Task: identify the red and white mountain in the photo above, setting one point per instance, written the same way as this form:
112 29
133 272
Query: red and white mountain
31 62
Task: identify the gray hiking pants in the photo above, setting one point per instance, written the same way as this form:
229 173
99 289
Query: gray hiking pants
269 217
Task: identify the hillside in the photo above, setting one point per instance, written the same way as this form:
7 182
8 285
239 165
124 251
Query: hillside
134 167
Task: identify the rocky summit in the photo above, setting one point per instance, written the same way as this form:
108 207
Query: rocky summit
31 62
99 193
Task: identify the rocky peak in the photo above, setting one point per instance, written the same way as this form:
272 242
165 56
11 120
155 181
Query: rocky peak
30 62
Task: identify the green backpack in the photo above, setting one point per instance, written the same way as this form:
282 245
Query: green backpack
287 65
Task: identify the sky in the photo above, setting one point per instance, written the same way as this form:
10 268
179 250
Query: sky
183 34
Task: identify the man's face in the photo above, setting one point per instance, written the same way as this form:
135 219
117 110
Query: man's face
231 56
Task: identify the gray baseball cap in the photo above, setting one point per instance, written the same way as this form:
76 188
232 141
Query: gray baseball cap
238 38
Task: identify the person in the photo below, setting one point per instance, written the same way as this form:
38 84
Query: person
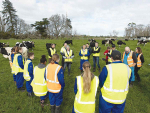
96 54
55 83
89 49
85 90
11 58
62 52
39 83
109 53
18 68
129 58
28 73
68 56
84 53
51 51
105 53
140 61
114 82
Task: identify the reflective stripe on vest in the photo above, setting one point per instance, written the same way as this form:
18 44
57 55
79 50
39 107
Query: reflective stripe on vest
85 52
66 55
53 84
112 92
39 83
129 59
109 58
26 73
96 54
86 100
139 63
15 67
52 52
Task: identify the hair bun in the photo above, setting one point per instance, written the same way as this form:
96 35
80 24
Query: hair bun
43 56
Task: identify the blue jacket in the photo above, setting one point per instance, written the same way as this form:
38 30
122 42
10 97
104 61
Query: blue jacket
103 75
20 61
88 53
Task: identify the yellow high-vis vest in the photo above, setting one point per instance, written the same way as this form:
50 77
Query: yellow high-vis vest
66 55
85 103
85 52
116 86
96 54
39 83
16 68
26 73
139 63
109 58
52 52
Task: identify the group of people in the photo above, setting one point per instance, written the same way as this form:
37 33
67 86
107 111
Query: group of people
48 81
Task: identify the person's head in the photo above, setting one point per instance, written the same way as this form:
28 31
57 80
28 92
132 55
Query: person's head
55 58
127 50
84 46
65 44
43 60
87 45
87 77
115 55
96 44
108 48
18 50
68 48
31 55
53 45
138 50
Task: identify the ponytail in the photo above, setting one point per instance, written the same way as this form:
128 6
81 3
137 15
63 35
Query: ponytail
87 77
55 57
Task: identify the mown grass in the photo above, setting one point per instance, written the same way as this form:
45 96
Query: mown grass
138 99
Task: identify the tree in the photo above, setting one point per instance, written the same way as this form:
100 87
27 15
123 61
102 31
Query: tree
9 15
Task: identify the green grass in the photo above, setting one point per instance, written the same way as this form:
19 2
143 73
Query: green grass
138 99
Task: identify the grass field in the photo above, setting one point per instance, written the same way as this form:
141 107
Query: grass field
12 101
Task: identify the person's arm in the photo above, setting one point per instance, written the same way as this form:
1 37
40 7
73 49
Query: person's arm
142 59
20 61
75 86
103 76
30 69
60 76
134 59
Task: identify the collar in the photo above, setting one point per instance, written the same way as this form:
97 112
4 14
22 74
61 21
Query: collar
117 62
* * *
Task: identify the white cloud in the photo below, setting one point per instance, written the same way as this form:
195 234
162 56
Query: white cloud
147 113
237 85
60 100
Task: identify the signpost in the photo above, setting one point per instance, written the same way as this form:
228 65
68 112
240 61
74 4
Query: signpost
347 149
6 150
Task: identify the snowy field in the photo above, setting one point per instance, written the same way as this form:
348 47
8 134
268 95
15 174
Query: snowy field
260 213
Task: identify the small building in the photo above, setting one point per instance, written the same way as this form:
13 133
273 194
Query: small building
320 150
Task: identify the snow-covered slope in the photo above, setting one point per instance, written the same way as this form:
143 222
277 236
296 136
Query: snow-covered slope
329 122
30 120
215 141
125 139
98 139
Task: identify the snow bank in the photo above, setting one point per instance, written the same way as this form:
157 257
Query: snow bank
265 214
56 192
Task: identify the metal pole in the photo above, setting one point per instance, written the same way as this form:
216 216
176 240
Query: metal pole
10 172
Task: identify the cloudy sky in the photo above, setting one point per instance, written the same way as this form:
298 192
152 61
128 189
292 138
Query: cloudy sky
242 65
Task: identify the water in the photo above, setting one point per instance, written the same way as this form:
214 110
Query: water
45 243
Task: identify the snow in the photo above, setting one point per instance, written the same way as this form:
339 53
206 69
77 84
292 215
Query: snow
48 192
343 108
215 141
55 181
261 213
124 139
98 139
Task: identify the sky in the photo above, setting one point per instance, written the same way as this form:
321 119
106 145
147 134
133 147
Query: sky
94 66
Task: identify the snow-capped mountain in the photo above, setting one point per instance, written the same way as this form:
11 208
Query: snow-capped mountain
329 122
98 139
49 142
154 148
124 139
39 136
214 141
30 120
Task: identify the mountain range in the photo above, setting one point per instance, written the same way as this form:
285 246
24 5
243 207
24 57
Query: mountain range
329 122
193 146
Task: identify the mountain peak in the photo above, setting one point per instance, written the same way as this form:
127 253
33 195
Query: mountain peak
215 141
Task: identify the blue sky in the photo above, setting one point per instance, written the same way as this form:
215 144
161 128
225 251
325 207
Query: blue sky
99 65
* * *
• _THE REQUEST_
Gather every line above that contains the string "baseball", treating uppercase and lowercase as different.

• _RESPONSE TO THIS TASK_
Task: identify the gray baseball cap in the photo above, setting one point per instance, written the same way as this form:
Query: gray baseball cap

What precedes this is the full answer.